• [What is being asked]
In how many lines of the records does "fingernail" appear? Answer with one number.

START Input for this task

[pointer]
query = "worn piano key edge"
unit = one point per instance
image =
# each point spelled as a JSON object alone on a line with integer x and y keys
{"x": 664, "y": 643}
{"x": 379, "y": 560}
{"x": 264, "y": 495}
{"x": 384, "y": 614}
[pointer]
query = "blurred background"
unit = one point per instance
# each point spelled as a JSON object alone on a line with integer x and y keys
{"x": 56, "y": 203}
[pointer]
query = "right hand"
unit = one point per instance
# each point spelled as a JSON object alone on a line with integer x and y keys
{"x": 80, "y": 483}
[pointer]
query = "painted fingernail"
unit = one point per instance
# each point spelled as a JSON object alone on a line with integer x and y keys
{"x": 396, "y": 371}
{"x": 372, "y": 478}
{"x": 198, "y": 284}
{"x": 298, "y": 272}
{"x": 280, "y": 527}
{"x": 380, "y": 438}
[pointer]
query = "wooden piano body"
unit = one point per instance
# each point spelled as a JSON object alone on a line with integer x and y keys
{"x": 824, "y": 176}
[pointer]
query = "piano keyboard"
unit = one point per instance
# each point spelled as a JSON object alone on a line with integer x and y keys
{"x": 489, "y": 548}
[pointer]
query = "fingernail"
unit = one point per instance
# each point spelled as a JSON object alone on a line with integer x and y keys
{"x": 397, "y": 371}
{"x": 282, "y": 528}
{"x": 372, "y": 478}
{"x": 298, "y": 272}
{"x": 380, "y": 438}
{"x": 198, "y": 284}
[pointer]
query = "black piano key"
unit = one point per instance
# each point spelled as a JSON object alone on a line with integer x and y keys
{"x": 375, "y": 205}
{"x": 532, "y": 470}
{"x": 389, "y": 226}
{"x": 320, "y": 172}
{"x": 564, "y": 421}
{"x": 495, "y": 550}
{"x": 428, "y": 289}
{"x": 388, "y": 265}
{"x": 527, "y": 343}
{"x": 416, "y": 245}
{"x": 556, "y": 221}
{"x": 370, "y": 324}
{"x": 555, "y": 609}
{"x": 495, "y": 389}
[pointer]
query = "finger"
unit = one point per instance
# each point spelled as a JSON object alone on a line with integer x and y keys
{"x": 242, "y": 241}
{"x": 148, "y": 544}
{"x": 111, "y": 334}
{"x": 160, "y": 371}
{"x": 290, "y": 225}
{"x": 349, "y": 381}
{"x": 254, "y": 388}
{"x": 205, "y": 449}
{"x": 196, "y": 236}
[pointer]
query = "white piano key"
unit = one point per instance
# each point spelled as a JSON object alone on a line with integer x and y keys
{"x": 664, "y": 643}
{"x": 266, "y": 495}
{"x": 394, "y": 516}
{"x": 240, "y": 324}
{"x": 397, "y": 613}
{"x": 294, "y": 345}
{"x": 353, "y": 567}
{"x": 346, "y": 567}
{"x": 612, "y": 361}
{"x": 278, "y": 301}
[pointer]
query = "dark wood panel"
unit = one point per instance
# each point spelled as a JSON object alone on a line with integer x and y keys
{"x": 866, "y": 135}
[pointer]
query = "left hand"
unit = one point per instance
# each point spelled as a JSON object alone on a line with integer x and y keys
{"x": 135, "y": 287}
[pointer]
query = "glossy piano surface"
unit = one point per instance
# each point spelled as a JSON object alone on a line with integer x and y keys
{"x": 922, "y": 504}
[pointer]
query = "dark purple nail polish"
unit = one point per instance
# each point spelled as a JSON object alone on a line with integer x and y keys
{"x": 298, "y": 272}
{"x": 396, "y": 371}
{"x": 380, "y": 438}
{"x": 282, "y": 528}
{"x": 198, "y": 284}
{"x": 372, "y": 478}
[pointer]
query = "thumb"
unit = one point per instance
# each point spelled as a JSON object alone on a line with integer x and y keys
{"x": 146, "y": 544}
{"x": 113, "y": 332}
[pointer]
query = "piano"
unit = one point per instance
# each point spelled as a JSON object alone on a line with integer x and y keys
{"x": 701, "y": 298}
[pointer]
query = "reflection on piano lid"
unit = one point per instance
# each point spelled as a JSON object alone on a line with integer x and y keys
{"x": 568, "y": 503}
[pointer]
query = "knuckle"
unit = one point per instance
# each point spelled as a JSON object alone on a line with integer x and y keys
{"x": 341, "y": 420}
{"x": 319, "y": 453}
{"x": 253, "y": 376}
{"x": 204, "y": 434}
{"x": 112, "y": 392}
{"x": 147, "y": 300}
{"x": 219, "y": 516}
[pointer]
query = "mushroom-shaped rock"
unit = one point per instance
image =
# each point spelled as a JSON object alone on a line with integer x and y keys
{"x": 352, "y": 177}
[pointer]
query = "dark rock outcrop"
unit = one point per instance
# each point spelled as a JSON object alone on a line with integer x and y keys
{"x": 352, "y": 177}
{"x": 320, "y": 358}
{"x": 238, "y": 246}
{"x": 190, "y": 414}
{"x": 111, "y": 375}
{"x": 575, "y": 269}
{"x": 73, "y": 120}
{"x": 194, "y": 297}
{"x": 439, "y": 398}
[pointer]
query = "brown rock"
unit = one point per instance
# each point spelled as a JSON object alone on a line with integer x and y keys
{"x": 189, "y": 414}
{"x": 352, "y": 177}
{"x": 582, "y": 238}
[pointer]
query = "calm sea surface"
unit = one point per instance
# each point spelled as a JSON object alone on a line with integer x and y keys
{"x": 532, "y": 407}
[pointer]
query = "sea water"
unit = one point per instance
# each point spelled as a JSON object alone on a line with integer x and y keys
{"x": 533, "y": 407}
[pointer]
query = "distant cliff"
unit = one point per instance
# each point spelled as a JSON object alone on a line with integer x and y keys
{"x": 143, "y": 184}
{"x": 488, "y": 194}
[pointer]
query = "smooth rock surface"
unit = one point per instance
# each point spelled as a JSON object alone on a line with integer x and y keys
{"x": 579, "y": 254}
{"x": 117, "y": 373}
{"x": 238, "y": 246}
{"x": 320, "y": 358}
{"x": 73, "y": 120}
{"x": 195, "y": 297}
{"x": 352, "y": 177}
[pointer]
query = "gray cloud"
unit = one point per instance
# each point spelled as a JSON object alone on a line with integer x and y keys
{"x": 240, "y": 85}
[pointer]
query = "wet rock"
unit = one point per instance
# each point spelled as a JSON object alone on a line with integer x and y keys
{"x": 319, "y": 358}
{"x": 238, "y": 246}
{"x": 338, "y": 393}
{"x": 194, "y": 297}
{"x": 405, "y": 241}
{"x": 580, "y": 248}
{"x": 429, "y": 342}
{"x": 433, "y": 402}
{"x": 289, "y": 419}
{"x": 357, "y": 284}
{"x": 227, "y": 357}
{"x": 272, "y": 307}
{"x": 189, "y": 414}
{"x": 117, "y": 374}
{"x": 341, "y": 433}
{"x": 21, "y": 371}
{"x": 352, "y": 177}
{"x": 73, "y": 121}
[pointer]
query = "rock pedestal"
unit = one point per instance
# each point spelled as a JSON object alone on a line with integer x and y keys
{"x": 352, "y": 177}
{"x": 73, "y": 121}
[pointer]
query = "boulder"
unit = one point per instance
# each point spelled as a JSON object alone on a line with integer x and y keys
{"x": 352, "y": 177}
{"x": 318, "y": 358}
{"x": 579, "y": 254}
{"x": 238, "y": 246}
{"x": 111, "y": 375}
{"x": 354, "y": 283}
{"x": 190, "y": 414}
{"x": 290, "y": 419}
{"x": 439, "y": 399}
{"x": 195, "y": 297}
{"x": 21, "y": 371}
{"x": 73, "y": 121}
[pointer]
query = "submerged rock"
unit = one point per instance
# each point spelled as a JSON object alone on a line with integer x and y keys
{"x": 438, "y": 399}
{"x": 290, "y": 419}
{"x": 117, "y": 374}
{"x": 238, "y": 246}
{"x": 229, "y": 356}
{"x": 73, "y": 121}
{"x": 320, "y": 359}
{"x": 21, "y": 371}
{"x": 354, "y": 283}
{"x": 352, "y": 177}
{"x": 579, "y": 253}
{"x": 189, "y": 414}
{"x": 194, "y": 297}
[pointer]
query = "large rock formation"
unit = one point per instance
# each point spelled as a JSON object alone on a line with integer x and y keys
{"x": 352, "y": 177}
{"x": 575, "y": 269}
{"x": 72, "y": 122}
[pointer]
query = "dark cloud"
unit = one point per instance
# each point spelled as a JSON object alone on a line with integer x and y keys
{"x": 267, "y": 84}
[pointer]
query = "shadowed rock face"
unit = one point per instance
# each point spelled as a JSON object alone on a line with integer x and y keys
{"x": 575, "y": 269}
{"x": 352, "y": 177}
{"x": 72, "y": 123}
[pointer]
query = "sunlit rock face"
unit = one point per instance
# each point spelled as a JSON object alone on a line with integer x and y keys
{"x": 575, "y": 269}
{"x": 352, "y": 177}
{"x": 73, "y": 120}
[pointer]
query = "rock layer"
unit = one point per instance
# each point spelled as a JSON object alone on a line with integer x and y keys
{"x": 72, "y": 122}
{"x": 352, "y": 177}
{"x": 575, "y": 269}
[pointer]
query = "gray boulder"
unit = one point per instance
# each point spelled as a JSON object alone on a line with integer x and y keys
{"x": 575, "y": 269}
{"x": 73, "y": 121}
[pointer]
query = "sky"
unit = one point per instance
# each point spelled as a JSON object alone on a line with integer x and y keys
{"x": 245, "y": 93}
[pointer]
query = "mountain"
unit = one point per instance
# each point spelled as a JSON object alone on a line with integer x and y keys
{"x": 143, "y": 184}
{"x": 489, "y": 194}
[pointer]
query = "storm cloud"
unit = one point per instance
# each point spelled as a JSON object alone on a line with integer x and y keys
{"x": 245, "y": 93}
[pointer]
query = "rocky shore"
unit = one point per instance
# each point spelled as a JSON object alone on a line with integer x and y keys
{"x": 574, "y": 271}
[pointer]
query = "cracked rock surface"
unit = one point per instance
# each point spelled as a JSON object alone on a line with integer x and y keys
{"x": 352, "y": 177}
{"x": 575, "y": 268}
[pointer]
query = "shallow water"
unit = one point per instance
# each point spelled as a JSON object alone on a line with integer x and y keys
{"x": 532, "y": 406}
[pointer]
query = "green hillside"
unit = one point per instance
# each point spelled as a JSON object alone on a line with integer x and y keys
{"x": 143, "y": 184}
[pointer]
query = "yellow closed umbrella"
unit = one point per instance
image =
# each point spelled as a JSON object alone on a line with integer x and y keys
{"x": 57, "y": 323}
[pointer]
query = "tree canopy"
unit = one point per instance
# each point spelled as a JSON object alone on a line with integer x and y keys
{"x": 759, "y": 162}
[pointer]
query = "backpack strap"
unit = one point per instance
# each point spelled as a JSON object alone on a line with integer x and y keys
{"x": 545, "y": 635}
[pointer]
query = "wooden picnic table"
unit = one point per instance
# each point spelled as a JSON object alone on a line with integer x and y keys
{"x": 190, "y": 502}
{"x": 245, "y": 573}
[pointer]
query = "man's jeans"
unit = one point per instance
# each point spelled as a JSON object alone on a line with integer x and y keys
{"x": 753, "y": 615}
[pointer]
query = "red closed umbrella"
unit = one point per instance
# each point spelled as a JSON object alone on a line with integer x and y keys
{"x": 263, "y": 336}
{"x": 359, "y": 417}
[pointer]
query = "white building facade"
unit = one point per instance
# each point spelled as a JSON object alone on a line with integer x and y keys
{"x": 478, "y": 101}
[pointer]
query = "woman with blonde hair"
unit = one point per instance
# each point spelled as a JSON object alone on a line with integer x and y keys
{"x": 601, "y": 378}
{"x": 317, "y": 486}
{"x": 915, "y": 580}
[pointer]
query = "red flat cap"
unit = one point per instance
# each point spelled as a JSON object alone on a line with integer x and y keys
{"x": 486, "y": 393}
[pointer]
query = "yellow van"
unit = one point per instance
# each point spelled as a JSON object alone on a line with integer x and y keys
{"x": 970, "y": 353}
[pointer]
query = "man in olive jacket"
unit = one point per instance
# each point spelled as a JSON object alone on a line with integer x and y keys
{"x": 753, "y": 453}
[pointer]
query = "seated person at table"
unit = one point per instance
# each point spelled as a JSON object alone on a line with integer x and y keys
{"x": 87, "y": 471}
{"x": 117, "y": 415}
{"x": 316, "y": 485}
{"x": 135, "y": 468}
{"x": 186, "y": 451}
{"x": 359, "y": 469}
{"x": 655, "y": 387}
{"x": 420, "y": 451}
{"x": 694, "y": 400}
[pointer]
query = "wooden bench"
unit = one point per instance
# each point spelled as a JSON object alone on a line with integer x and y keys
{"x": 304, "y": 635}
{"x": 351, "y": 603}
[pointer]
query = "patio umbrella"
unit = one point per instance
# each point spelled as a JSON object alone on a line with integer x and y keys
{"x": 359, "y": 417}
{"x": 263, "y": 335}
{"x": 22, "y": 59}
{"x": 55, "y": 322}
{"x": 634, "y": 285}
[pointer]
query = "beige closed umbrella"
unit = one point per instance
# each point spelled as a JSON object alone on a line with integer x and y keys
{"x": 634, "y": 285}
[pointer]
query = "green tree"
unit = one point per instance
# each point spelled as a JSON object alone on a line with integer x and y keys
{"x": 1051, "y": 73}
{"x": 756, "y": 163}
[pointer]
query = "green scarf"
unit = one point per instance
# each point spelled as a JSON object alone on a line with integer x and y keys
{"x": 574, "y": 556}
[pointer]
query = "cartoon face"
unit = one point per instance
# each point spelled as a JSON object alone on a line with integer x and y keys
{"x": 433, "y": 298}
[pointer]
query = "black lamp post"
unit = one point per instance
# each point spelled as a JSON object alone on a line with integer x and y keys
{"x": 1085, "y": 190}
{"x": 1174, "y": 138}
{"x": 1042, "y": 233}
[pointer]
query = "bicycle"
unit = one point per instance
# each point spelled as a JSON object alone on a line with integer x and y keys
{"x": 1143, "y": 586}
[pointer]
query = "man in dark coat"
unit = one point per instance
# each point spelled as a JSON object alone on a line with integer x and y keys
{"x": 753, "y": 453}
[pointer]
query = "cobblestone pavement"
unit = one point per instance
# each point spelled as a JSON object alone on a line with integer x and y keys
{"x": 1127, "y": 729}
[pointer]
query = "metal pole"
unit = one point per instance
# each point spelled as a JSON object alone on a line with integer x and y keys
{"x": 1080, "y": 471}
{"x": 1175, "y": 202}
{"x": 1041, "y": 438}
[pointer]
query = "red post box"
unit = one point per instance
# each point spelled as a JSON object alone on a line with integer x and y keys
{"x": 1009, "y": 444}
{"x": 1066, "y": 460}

END Input for this task

• [Final answer]
2